**SHORT PROBLEM:** List every line of the listing below that contains the word "chair", copying each line in full. Case counts.

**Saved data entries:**
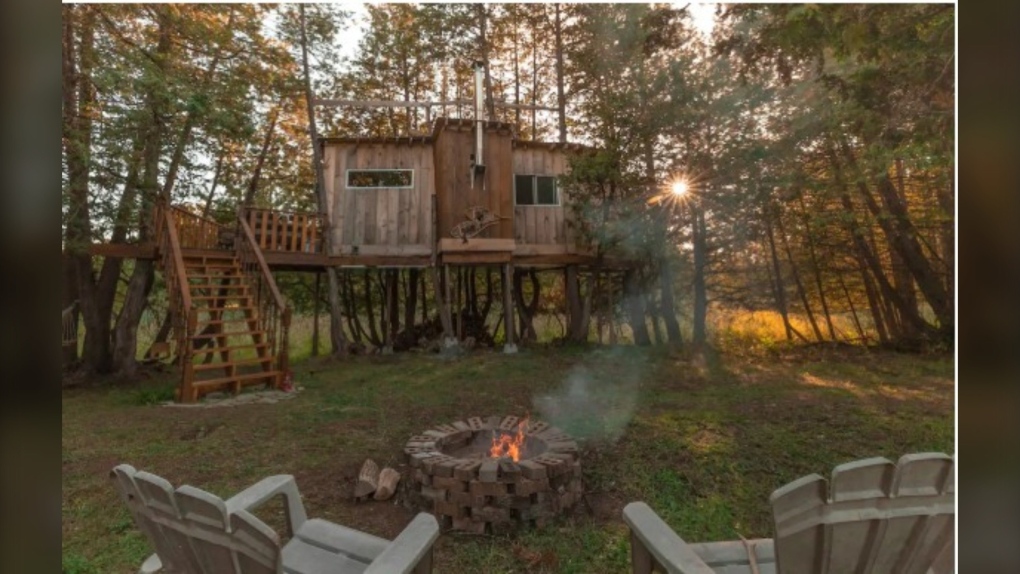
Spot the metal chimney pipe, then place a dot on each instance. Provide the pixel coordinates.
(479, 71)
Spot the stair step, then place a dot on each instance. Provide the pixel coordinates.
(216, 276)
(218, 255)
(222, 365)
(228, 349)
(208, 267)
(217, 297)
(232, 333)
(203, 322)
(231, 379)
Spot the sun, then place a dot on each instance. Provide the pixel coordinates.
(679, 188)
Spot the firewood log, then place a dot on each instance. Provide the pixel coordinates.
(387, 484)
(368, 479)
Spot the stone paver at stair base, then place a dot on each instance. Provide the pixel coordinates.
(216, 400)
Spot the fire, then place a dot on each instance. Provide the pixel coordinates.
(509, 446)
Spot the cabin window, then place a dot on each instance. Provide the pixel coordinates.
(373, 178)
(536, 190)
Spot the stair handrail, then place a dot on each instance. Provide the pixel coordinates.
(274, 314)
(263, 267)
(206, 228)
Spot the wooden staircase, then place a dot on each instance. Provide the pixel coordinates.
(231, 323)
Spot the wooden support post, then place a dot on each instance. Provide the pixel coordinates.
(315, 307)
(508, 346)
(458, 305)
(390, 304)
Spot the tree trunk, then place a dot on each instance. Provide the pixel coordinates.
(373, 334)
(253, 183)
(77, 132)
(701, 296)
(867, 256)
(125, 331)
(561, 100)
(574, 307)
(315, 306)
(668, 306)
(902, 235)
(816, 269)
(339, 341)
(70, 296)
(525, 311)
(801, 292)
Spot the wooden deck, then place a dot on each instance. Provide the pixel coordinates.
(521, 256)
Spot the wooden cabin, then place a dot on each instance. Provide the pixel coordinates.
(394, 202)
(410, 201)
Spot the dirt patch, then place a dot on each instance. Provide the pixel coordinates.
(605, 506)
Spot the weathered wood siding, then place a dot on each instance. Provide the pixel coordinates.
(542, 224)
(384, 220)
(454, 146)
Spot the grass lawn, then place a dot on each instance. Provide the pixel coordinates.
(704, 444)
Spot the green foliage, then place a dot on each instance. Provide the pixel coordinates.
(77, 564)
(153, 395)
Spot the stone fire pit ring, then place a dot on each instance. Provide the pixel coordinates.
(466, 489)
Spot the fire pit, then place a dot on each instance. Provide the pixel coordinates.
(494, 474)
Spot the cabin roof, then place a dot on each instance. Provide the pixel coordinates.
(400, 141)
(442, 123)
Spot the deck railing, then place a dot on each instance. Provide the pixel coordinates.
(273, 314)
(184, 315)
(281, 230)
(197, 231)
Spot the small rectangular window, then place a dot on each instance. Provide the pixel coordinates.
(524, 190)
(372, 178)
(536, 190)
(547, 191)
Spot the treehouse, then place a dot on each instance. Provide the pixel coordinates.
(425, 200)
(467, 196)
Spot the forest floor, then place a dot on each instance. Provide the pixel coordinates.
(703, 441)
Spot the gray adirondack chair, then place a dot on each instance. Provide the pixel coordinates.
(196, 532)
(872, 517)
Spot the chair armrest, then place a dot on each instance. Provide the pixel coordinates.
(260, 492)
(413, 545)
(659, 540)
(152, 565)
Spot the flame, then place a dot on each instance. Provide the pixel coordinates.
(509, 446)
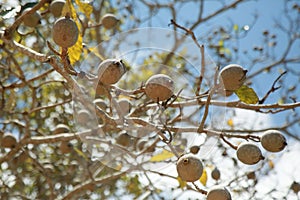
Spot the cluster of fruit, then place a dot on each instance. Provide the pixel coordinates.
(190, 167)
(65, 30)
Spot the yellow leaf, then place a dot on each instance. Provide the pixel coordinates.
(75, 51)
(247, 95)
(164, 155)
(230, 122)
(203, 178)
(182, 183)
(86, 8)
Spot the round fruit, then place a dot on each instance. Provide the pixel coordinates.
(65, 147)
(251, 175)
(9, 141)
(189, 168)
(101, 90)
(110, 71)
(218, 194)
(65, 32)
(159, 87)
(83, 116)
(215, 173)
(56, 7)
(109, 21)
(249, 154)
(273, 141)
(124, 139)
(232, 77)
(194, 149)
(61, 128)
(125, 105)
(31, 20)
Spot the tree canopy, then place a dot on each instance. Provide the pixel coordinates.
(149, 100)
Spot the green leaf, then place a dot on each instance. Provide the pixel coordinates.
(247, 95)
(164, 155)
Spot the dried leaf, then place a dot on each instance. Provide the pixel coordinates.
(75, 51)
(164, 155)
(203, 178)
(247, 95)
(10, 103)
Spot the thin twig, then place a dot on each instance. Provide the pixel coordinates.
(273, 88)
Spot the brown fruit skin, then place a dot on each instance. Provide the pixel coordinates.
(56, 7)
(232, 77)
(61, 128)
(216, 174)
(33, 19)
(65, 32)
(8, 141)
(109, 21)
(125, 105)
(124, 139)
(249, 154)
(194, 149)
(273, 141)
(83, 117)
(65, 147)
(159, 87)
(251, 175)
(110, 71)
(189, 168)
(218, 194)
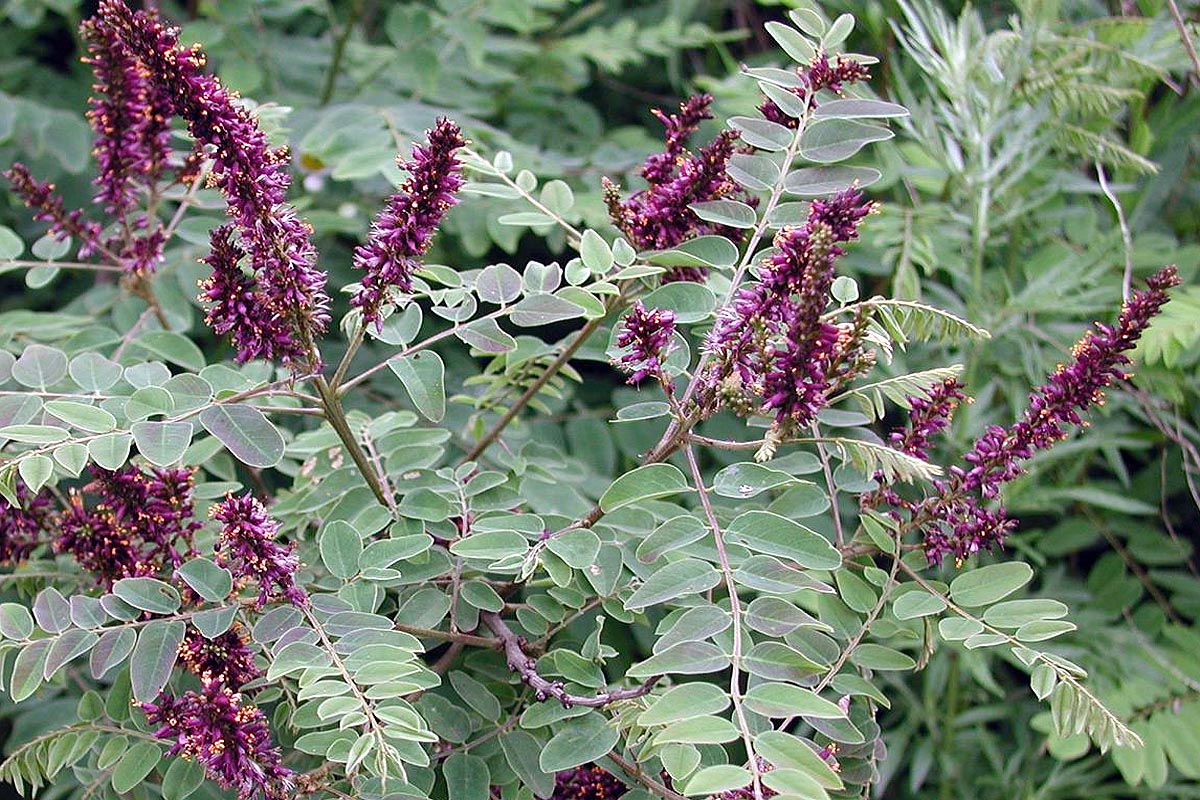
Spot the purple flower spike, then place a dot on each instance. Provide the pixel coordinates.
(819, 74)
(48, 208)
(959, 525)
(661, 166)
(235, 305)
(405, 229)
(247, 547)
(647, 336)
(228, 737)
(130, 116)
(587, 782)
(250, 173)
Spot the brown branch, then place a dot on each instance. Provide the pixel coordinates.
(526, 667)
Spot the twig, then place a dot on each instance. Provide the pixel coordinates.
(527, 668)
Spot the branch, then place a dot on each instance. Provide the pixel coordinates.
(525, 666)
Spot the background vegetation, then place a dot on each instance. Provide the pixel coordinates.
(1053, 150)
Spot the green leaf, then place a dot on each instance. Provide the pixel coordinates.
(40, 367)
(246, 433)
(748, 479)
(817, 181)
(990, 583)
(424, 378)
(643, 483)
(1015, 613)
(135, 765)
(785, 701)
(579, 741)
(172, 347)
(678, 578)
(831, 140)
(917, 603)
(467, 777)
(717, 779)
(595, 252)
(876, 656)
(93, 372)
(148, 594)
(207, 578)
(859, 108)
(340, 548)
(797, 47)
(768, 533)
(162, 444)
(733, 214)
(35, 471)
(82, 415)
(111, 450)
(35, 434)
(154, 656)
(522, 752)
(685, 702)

---

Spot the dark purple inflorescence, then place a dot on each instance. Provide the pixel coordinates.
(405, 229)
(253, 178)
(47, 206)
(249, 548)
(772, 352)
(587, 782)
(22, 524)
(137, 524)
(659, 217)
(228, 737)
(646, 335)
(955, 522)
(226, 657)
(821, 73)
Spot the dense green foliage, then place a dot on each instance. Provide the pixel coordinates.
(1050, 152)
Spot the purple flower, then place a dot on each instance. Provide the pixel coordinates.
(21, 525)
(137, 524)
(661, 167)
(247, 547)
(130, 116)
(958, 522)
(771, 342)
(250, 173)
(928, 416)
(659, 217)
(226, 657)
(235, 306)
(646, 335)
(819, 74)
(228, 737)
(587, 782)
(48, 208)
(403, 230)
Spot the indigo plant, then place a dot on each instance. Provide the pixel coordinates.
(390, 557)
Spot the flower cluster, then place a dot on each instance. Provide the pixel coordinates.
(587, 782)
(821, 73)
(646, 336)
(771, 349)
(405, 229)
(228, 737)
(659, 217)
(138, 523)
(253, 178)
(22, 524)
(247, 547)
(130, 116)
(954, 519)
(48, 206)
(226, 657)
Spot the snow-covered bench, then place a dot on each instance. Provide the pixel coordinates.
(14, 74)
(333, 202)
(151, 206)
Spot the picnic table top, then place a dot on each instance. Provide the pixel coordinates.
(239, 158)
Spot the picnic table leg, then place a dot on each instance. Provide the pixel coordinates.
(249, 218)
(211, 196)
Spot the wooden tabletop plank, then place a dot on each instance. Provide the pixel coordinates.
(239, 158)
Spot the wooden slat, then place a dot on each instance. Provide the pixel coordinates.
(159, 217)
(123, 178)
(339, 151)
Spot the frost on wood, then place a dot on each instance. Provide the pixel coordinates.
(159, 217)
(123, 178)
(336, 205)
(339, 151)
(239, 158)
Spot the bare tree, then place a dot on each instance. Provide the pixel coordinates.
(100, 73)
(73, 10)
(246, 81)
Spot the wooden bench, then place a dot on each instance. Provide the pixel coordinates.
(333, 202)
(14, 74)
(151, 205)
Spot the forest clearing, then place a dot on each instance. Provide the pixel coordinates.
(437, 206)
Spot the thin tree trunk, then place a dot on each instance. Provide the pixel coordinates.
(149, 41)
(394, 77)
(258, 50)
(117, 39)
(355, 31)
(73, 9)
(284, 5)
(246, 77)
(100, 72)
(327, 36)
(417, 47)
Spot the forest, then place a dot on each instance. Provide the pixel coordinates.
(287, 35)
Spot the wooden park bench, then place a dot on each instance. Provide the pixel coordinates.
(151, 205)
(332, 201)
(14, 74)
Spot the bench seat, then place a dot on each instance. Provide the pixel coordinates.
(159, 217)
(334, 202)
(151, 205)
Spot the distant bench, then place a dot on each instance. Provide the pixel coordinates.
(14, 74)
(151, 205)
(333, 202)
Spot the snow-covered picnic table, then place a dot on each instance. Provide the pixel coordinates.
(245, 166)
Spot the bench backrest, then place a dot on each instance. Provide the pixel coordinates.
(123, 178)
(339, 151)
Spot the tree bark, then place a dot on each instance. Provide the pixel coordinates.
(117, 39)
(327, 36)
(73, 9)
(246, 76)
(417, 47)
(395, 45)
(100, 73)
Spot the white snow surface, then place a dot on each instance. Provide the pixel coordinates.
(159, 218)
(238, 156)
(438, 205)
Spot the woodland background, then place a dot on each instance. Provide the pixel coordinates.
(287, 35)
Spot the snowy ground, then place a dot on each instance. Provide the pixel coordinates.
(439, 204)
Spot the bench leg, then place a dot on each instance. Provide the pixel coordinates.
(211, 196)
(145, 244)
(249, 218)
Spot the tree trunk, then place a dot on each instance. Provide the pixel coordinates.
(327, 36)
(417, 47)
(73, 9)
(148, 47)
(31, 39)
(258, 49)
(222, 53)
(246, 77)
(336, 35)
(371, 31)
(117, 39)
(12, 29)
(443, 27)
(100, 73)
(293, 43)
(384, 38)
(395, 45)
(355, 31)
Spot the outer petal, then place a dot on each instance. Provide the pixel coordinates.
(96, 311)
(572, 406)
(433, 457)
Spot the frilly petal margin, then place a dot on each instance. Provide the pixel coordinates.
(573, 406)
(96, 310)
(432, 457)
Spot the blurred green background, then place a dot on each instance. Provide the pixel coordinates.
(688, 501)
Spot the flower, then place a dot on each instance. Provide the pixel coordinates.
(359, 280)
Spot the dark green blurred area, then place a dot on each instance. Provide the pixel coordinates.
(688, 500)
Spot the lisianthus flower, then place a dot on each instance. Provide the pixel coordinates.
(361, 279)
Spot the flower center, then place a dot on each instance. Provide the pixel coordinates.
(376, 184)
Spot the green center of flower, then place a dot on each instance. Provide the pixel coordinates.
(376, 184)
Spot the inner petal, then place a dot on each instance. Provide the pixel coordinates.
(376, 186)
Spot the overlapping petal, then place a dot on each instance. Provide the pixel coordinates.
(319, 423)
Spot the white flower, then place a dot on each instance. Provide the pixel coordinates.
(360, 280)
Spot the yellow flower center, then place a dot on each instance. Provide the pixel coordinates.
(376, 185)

**TASK RESULT:**
Spot the gray adirondack chair, then place a dot on each instance. Provide the pixel coordinates.
Spot the chair armrest, then place a dot on each instance. Provide the pixel coordinates.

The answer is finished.